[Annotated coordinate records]
=======
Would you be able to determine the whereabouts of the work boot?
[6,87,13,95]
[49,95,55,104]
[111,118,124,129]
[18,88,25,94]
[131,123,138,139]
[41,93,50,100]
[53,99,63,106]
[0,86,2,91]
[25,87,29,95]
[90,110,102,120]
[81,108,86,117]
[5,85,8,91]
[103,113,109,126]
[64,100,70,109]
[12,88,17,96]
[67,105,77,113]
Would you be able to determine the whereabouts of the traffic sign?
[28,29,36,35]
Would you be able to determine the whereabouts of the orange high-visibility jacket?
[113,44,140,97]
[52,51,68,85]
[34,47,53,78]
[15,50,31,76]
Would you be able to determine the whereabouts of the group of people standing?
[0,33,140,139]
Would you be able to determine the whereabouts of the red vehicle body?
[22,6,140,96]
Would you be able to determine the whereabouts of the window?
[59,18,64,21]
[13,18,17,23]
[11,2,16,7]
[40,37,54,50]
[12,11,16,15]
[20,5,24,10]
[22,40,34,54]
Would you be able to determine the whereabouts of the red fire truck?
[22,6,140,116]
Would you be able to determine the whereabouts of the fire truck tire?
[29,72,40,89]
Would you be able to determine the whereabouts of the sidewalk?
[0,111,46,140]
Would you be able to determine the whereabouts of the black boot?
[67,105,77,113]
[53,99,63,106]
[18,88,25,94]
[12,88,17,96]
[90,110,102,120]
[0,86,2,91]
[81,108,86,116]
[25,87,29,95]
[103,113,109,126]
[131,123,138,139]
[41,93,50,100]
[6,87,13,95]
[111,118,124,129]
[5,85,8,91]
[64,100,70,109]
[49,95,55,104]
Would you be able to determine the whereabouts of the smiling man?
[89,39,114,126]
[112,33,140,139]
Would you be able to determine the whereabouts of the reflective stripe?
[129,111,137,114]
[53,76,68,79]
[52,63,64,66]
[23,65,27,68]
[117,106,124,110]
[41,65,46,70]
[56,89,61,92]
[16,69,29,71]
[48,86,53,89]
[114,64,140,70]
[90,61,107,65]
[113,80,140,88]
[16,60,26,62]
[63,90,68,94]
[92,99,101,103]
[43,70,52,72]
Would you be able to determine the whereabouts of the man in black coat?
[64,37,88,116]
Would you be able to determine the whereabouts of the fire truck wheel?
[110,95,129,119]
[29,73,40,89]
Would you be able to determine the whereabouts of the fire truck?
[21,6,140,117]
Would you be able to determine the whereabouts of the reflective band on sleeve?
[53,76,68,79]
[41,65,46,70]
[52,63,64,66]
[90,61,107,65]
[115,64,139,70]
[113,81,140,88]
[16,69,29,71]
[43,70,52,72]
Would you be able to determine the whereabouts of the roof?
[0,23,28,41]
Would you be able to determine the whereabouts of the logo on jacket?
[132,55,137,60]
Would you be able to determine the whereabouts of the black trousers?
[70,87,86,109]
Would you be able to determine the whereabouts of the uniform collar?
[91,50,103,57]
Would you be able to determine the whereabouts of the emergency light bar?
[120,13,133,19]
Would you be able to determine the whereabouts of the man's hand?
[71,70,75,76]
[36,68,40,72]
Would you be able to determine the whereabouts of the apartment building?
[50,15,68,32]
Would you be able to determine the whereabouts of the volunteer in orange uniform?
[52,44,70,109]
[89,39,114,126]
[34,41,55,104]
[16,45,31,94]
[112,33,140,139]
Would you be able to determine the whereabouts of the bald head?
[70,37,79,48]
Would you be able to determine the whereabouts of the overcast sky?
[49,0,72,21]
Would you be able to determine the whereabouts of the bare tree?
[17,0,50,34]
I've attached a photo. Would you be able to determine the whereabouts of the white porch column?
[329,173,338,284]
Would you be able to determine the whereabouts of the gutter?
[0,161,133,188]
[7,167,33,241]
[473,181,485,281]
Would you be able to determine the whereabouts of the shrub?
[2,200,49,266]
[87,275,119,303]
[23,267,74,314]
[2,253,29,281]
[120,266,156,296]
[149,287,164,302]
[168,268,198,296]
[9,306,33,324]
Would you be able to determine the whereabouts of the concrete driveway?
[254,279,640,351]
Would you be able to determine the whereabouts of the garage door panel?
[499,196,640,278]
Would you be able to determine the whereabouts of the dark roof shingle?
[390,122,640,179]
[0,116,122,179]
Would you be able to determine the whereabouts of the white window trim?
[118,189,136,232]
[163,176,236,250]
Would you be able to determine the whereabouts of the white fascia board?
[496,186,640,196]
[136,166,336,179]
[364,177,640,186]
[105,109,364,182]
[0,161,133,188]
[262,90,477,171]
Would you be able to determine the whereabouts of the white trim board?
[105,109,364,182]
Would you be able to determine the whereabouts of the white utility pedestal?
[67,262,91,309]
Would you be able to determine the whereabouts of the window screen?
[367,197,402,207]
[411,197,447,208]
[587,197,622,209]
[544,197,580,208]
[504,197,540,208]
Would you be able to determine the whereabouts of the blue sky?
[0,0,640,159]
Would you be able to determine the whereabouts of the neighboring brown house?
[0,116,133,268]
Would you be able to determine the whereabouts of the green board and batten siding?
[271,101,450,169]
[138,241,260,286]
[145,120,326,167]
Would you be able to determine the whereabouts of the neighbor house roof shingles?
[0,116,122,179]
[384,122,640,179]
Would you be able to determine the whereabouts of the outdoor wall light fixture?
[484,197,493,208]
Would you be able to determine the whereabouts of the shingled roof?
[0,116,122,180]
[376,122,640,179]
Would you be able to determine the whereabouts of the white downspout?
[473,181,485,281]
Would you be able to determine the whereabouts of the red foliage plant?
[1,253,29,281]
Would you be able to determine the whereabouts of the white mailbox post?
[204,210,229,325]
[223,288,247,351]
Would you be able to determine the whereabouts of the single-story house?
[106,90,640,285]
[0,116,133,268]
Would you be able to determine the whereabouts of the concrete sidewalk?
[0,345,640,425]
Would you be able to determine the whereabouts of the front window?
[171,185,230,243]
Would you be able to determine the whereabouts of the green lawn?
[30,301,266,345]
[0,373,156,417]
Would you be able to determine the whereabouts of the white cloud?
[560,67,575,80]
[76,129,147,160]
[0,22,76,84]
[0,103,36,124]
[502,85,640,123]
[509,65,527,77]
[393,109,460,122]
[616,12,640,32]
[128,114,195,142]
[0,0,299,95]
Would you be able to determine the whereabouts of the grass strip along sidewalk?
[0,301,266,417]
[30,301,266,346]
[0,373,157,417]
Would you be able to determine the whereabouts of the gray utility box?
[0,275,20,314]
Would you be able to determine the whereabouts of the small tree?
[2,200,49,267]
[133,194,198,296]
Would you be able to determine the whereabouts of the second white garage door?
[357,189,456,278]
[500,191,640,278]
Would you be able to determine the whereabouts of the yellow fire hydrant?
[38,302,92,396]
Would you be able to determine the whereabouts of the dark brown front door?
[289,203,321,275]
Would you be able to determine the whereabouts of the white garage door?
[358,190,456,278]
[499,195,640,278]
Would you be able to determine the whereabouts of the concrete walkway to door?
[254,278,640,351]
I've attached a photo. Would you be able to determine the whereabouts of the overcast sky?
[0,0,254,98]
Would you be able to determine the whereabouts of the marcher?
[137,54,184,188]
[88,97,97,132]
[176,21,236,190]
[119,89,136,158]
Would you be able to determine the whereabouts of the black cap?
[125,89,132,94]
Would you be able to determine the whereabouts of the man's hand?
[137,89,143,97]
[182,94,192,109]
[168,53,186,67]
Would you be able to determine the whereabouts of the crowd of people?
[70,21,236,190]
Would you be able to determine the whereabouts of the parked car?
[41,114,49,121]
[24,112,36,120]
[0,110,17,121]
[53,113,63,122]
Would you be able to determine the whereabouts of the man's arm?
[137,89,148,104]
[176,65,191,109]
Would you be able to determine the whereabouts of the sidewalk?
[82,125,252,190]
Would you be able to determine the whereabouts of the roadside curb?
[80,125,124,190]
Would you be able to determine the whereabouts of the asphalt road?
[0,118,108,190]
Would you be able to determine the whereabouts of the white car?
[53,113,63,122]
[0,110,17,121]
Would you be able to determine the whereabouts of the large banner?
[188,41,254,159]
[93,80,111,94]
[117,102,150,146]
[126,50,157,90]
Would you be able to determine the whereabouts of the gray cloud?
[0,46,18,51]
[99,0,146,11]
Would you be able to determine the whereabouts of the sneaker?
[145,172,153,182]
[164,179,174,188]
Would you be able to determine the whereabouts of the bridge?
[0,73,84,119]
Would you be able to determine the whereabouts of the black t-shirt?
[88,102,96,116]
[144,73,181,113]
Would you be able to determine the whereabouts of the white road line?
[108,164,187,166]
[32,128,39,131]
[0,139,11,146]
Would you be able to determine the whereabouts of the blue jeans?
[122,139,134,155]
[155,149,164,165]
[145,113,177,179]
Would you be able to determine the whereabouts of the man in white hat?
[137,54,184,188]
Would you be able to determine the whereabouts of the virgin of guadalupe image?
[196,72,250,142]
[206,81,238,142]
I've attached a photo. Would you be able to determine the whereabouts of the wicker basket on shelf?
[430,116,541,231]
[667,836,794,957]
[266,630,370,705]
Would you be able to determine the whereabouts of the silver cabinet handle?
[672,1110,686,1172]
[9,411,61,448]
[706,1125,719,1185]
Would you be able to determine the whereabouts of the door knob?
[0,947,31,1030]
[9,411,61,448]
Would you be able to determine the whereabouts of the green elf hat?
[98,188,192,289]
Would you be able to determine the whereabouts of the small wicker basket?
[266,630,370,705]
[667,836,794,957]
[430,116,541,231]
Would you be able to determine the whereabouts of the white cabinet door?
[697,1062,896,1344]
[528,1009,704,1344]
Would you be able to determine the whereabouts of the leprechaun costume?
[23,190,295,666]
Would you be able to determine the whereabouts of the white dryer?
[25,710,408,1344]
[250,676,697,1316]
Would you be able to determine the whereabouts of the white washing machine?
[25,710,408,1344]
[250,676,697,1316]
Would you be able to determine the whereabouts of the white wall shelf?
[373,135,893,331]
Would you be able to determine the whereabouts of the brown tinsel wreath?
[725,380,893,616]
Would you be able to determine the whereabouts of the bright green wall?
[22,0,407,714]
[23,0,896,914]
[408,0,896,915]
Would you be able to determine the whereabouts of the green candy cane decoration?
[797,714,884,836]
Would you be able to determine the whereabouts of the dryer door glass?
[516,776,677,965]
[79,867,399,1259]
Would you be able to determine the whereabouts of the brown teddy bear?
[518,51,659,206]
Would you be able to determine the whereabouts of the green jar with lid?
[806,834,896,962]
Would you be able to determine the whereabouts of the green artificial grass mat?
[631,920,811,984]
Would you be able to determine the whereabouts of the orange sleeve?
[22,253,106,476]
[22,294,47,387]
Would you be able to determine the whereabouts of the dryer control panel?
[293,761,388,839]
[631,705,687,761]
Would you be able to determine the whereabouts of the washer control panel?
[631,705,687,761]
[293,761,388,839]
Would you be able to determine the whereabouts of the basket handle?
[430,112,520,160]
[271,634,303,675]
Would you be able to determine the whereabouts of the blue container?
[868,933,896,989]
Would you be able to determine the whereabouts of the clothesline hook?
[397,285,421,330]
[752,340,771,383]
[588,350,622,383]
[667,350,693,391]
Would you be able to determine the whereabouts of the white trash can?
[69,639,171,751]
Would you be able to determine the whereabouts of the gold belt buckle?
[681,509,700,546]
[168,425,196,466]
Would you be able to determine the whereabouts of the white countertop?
=======
◆ REQUIREMENTS
Find each line in the entries above that contains the string "sidewalk" and copy those lines out in full. The match is case-sensitive.

◆ WRITTEN RESPONSE
Would you be able to determine the whereabouts of the sidewalk?
Would you be able to determine the whereabouts of the concrete sidewalk?
Would you be able to determine the whereabouts of the grass strip along sidewalk?
Would you be able to determine the whereabouts of the sidewalk?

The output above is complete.